Reading passage →
BEGIN

Keywords: growth; gut health; immunity; pigs; prebiotic; probiotic.

Figure 1.

Effects of feeding mannan oligosaccharides (MOS) and Lactobacillus mucosae (LM) on body surface temperature of pigs challenged with Escherichia coli lipopolysaccharides (LPS). Supplementation of 0.1% of MOS in the diet and approximately 10⁹ cfu of LM per pig was done in Phase I (days 1 to 14) and Phase II (days 15 to 28). *On day 14, MOS vs. control and MOS+LM, P < 0.10; on day 17, LM vs. MOS+LM, P < 0.05.

Figure 2.

Effect of feeding mannan oligosaccharides (MOS) and Lactobacillus mucosae (LM) on daily feed intake of pigs 1 wk after challenged with Escherichia coli lipopolysaccharides (LPS). Supplementation of 0.1% of MOS in the diet and approximately 10⁹ cfu of LM per pig was done in Phase I (days 1 to 14) and Phase II (days 15 to 28).

Figure 3.

Effects of feeding mannan oligosaccharides (MOS) and Lactobacillus mucosae (LM) on circulating immunoglobulins in weanling pigs challenged with Escherichia coli lipopolysaccharides (LPS). Supplementation of 0.1% of MOS in the diet and approximately 10⁹ cfu of LM per pig was done in Phase I (days 1 to 14) and Phase II (days 15 to 28). N = 4 pens per treatment. All pigs were challenged with LPS after the blood collection on day 14. There were four samples per pen from days 0 to 21 and two samples per pen on day 35. The serum immunoglobulins were measured using commercial porcine-specific ELISA kits. The time effects were significant (P < 0.05) for all three immunoglobulins. (a) Serum IgA concentrations. No treatment or treatment by time effects were observed (P > 0.10). *On day 21, LM vs. MOS and MOS+LM, P < 0.05. (b) Serum IgG concentrations. *Main effects (P < 0.05) of MOS were observed on days 15, 17, and 35, respectively; on days 15 and 35, respectively, MOS and MOS+LM vs. LM, P < 0.05. (c) Serum IgM concentrations. No treatment or treatment by time effects were observed (P > 0.10).

END

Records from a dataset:

BEGIN

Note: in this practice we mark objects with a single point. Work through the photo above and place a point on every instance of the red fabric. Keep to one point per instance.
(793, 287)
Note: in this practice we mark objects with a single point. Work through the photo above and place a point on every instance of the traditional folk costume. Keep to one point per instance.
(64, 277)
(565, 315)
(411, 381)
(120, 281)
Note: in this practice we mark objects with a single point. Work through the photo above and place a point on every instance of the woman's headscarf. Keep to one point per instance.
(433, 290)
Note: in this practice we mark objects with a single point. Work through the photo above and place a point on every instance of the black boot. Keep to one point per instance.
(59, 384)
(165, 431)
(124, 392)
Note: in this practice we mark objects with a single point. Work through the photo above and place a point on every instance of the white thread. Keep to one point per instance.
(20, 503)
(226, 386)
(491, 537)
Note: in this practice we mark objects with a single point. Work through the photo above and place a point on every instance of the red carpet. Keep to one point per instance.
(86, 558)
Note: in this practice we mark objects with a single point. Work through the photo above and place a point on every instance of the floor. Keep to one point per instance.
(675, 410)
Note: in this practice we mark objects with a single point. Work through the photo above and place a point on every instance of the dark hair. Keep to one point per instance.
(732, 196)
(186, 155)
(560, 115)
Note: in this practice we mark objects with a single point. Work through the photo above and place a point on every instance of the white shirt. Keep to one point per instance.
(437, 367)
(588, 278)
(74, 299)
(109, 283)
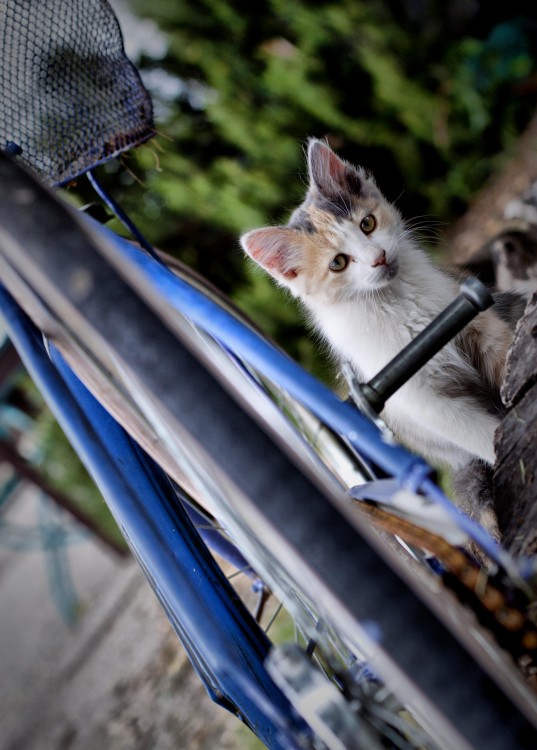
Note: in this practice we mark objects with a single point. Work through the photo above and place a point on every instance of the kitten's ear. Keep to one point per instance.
(276, 249)
(330, 174)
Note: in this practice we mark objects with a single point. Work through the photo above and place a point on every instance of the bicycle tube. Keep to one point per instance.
(320, 544)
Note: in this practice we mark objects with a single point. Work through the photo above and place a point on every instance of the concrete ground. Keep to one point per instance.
(115, 679)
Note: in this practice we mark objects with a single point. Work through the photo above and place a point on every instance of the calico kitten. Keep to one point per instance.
(369, 288)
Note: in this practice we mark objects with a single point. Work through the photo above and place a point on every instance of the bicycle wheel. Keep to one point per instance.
(66, 278)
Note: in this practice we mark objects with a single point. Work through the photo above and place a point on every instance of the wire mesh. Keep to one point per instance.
(71, 99)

END

What needs to be done →
Could you reproduce the part of the figure captions about pig feeding that opens with the words containing "Keywords: growth; gut" and closes with "vs. MOS+LM, P < 0.05."? Rely only on the figure captions about pig feeding.

Solved problem →
Keywords: growth; gut health; immunity; pigs; prebiotic; probiotic.

Figure 1.

Effects of feeding mannan oligosaccharides (MOS) and Lactobacillus mucosae (LM) on body surface temperature of pigs challenged with Escherichia coli lipopolysaccharides (LPS). Supplementation of 0.1% of MOS in the diet and approximately 10⁹ cfu of LM per pig was done in Phase I (days 1 to 14) and Phase II (days 15 to 28). *On day 14, MOS vs. control and MOS+LM, P < 0.10; on day 17, LM vs. MOS+LM, P < 0.05.